### EXERCISE OBJECTIVE
Copy out the entries below exactly, everything from the line containing "Target = tail feathers" down to the line containing "x=207 y=236", with both of those lines included. Leave the pictures out of your answer.

☆ ☆ ☆

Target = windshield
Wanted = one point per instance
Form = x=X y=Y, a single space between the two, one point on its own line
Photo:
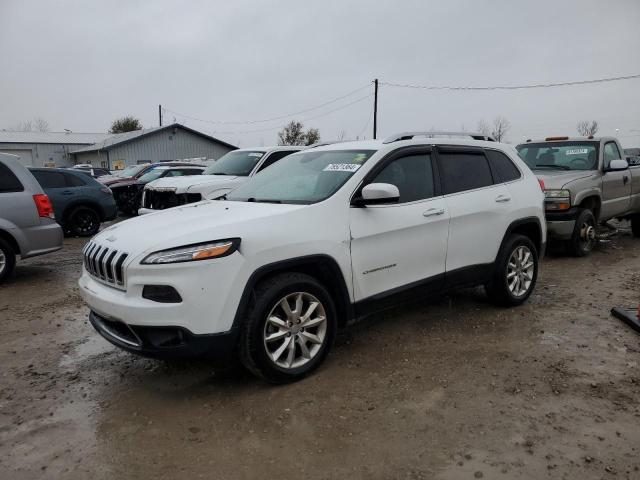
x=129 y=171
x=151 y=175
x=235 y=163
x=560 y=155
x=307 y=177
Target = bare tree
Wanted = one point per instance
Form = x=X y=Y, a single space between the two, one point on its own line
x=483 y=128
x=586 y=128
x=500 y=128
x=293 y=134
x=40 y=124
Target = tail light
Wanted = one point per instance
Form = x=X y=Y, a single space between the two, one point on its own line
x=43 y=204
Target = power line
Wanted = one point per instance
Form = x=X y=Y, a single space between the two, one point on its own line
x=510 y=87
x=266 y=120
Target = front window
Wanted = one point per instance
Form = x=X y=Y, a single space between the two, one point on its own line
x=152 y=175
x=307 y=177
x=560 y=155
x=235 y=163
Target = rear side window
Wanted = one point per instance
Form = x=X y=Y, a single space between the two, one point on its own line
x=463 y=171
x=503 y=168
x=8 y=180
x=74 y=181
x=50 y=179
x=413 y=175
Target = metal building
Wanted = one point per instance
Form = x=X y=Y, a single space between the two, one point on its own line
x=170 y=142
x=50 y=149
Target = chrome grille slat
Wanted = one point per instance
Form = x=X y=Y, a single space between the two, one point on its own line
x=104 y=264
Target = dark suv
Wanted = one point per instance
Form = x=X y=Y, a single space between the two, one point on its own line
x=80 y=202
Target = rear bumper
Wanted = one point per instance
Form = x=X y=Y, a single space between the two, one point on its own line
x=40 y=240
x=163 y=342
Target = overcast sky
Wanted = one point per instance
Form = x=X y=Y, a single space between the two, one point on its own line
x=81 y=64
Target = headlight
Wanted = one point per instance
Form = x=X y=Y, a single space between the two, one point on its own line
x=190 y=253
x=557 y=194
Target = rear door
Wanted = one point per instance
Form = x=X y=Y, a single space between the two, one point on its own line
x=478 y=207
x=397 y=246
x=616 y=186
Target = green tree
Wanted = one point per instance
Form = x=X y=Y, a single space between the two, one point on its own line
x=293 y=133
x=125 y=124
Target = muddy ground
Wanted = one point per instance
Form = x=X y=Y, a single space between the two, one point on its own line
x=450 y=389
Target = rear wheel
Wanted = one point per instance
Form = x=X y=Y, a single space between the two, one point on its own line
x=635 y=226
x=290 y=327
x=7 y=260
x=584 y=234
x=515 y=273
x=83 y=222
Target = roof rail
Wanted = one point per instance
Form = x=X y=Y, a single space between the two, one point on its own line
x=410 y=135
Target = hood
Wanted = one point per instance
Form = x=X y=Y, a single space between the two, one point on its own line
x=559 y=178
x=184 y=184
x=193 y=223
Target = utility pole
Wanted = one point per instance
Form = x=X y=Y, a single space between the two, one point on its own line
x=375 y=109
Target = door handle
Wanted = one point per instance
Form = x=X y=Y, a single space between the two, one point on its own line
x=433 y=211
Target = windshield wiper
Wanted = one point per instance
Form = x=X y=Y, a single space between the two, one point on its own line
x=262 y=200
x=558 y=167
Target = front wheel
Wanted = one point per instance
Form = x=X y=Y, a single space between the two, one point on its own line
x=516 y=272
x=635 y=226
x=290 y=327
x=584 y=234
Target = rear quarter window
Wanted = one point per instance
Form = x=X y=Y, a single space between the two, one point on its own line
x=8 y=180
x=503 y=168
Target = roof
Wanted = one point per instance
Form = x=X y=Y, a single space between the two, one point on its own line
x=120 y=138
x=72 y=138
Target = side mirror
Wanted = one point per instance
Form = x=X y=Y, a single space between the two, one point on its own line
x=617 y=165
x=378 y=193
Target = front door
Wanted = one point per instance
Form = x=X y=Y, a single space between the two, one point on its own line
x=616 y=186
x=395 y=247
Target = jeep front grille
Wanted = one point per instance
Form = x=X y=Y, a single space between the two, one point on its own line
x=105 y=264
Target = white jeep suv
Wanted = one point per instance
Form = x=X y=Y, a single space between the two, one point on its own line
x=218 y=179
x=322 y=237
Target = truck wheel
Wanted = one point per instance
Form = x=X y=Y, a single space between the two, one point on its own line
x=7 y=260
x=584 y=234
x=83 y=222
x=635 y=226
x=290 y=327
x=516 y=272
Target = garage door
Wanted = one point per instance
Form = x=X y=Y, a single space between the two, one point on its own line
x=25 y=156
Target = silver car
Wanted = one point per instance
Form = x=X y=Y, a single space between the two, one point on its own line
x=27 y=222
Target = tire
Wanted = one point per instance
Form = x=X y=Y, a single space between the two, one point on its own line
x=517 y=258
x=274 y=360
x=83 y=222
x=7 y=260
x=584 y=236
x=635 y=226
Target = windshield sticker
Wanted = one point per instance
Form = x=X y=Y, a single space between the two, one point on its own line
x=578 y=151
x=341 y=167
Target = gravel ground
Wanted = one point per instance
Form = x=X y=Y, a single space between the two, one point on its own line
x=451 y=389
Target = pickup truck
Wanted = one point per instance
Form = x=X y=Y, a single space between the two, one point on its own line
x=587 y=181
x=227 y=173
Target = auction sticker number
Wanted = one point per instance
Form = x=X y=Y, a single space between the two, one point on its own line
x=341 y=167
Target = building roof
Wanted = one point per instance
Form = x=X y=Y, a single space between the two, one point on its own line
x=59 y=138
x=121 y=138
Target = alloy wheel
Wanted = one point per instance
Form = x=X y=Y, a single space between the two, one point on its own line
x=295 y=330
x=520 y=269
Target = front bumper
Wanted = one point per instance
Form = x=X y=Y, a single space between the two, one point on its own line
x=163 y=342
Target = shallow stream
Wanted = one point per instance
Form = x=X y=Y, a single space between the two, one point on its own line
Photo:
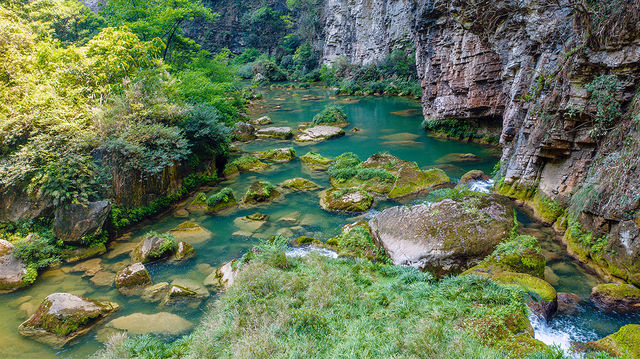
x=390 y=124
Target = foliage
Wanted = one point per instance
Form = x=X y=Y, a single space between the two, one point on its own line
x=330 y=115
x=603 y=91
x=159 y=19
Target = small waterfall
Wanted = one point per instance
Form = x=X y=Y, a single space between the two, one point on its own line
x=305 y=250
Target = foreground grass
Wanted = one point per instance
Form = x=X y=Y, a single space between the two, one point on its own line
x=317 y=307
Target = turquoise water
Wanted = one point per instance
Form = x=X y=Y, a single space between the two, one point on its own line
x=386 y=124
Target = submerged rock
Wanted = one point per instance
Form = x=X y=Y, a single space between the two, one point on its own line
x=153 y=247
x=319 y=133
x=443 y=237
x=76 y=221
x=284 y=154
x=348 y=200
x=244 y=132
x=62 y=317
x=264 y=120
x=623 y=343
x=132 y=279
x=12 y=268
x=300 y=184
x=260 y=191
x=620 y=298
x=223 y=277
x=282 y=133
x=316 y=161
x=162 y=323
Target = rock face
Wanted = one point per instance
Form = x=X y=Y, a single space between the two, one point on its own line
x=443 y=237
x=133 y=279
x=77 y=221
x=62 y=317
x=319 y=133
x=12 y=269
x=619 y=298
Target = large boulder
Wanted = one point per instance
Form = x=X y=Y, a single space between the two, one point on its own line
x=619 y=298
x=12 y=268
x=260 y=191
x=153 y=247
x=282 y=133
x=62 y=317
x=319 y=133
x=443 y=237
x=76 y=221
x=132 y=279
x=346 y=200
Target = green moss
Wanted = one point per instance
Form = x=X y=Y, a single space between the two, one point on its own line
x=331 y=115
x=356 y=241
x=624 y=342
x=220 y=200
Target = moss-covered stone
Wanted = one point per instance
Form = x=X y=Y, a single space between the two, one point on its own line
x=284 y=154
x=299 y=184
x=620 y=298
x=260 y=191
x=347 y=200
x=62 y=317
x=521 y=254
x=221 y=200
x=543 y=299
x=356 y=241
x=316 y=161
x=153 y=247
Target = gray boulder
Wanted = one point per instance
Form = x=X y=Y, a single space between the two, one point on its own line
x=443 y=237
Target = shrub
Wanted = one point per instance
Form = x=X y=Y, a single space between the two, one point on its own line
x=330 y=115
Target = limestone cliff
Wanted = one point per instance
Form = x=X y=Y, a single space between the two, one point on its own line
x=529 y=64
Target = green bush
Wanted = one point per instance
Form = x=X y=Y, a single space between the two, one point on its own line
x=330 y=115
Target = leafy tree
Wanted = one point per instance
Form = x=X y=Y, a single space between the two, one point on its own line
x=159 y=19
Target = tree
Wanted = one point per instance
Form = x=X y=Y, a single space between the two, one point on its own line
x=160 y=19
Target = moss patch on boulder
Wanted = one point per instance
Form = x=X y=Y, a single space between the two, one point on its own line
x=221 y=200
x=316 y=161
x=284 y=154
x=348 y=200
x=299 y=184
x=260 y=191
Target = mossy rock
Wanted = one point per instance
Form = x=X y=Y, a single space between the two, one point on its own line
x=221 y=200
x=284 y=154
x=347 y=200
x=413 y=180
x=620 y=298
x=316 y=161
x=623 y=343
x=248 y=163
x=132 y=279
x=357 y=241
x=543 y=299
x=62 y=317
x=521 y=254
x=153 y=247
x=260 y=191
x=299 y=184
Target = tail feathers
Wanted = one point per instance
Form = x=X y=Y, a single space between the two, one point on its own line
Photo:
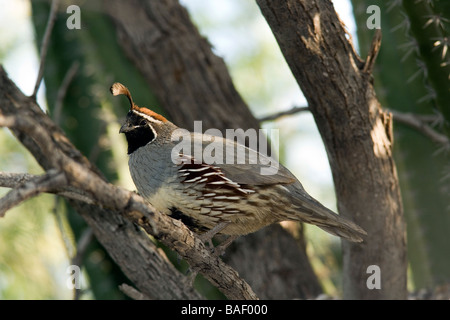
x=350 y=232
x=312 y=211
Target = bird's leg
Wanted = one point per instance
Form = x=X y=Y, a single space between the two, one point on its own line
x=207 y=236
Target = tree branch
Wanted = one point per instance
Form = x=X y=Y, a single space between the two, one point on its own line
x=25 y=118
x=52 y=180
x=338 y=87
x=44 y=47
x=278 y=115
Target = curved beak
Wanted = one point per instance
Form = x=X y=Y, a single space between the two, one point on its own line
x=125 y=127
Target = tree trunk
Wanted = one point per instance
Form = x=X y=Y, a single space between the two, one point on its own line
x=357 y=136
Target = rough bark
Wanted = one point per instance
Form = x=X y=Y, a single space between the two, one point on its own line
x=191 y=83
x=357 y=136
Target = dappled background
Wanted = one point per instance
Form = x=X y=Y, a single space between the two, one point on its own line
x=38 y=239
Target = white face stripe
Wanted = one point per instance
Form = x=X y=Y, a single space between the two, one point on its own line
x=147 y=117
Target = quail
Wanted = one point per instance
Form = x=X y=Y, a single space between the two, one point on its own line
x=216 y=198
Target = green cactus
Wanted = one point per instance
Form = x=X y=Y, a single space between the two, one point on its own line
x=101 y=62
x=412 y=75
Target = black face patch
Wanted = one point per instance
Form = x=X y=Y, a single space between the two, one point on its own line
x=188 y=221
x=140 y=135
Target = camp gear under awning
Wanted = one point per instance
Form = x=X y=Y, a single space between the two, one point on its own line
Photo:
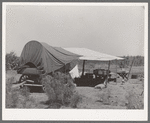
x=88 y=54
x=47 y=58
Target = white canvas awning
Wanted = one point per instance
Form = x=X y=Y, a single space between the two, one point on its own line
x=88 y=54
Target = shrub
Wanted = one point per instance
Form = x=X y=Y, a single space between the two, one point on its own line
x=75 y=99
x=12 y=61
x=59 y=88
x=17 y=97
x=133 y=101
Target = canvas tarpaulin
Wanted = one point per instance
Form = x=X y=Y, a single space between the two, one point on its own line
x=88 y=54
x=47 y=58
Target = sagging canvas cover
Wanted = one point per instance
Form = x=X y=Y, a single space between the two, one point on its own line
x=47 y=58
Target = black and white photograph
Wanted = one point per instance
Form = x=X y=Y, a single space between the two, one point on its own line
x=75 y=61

☆ ☆ ☆

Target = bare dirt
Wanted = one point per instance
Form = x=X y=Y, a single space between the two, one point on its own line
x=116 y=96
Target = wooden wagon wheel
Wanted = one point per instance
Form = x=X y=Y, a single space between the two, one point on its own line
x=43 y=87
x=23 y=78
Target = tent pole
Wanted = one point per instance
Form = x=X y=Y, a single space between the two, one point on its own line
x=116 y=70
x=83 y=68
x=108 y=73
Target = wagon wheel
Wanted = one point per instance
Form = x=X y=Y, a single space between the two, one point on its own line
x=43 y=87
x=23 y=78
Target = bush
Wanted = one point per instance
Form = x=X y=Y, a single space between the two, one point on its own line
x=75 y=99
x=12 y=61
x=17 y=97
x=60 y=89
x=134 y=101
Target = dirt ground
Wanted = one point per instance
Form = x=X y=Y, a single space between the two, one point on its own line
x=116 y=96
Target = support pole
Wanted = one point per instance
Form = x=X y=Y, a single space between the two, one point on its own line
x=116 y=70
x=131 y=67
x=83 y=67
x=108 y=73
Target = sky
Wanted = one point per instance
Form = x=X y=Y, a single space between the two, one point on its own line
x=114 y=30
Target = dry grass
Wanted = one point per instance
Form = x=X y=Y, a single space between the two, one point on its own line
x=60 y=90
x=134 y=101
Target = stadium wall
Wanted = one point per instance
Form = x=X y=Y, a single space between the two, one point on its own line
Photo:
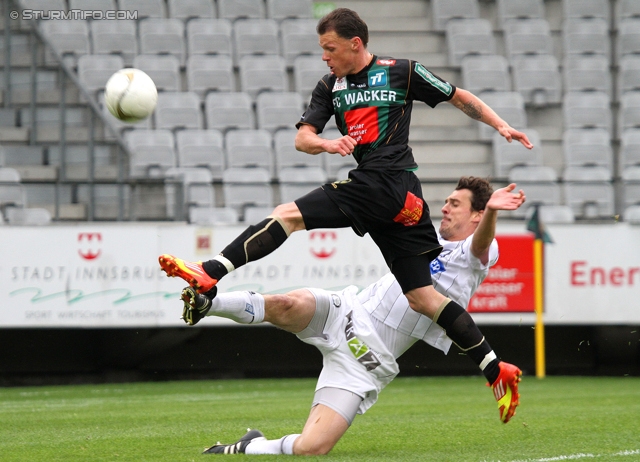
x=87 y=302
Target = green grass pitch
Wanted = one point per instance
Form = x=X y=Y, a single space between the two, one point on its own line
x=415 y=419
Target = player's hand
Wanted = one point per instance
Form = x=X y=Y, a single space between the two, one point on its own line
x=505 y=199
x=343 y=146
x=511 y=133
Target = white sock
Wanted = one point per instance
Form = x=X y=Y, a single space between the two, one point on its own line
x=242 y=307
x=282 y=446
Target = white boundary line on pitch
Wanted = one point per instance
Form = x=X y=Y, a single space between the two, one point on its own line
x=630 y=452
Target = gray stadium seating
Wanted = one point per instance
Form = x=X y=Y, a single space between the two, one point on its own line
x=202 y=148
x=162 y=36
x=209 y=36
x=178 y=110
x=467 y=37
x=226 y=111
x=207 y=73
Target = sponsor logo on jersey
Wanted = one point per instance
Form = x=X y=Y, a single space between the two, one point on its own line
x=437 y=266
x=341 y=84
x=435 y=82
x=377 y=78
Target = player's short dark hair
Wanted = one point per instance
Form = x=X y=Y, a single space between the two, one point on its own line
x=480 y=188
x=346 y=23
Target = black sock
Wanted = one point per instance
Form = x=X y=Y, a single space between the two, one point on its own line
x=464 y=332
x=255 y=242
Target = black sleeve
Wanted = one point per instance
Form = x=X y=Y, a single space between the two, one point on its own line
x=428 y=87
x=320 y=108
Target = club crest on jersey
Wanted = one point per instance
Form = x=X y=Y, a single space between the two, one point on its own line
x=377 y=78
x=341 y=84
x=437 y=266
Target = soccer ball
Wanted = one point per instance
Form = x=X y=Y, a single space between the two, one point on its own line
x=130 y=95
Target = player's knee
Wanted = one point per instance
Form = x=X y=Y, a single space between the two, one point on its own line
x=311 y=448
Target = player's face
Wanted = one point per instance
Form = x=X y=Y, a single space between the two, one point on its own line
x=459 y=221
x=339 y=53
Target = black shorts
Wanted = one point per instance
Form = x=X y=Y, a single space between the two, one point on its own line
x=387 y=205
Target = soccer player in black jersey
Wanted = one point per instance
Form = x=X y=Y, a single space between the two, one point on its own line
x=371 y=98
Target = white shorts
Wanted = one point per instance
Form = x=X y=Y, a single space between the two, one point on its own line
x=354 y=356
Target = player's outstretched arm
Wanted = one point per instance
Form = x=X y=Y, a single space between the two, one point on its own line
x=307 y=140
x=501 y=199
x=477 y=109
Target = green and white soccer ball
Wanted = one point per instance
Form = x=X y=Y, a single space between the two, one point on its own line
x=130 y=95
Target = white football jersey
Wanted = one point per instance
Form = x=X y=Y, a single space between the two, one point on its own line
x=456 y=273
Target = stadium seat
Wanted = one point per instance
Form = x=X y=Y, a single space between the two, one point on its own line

☆ ☆ ☆

### PROBLEM SOLUTION
Target = tail feathers
Wanted = one point per instance
Form = x=X y=Y, a single space between the two, one point on its own line
Photo:
x=350 y=232
x=312 y=211
Target = bird's leg
Wanted = one point per instance
Form = x=X y=Y, a single space between the two, one point on its own line
x=207 y=236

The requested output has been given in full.